▶ **Task requirements**
Rewrite every item with "arm sleeve" changed to "forearm sleeve" wherever it occurs, keeping everything else unchanged.

Pointing items
####################
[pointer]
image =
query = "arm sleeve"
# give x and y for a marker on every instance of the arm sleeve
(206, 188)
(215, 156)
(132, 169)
####################
▶ **Right answer**
[pointer]
image =
query = "forearm sleeve"
# give x and y for a marker on every instance of the forearm sleeve
(206, 188)
(215, 156)
(132, 169)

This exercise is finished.